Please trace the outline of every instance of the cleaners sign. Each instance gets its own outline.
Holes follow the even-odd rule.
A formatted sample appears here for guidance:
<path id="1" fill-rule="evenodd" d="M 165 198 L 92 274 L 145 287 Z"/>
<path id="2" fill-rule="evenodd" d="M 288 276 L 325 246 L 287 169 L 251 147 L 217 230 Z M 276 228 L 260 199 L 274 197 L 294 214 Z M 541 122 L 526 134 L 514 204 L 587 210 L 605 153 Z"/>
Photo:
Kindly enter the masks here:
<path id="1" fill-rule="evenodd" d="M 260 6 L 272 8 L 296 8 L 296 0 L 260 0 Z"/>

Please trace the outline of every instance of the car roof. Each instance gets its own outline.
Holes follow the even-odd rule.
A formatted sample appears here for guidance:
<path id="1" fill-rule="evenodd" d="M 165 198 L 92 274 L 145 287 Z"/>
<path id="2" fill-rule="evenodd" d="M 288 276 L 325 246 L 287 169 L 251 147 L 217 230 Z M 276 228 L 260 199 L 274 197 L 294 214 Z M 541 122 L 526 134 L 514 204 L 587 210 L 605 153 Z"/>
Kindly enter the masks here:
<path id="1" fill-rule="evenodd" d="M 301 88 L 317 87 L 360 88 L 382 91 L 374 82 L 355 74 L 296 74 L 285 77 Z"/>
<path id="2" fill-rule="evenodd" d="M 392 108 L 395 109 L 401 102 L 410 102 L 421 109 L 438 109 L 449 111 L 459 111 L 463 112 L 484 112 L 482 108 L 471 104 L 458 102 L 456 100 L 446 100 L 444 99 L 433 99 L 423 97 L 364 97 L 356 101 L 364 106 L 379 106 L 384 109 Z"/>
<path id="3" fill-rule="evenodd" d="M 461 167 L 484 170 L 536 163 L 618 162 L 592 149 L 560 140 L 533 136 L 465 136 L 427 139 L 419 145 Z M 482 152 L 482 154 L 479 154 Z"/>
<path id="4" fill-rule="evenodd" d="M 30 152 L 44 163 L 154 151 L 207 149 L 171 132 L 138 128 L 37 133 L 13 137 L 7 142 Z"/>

*-*-*

# Task instructions
Write out the data above again, changing each "outline" to "contour" and keeping everything else the same.

# Answer to the problem
Please trace the contour of every instance of the cleaners sign. Each instance gets its own contour.
Holes follow the even-odd rule.
A formatted sample appears here for guidance:
<path id="1" fill-rule="evenodd" d="M 165 198 L 92 274 L 145 287 Z"/>
<path id="2" fill-rule="evenodd" d="M 288 276 L 325 246 L 287 169 L 251 147 L 217 230 Z M 276 228 L 260 199 L 274 197 L 294 214 Z M 541 122 L 526 134 L 514 204 L 587 210 L 605 153 Z"/>
Photo:
Kindly enter the masks here:
<path id="1" fill-rule="evenodd" d="M 260 6 L 272 8 L 296 8 L 296 0 L 260 0 Z"/>

Please trace the contour of every instance of the car roof. Each instance gets its own contour.
Holes follow the even-odd rule.
A formatted sample appears here for guidance:
<path id="1" fill-rule="evenodd" d="M 165 198 L 92 274 L 145 287 Z"/>
<path id="2" fill-rule="evenodd" d="M 288 276 L 325 246 L 287 169 L 251 147 L 217 230 Z M 276 228 L 260 199 L 274 197 L 294 214 Z M 541 122 L 526 134 L 514 204 L 587 210 L 605 153 Z"/>
Kindly enter the masks here:
<path id="1" fill-rule="evenodd" d="M 301 88 L 317 87 L 360 88 L 382 91 L 374 82 L 355 74 L 296 74 L 285 77 Z"/>
<path id="2" fill-rule="evenodd" d="M 392 108 L 395 109 L 401 102 L 410 102 L 421 109 L 438 109 L 449 111 L 459 111 L 463 112 L 484 112 L 482 108 L 471 104 L 458 102 L 456 100 L 446 100 L 444 99 L 433 99 L 423 97 L 364 97 L 356 101 L 364 106 L 379 106 L 384 109 Z"/>
<path id="3" fill-rule="evenodd" d="M 461 167 L 484 170 L 536 163 L 618 162 L 592 149 L 560 140 L 533 136 L 465 136 L 427 139 L 419 145 Z M 482 152 L 482 154 L 479 154 Z"/>
<path id="4" fill-rule="evenodd" d="M 30 152 L 44 163 L 154 151 L 207 149 L 171 132 L 138 128 L 37 133 L 13 137 L 7 142 Z"/>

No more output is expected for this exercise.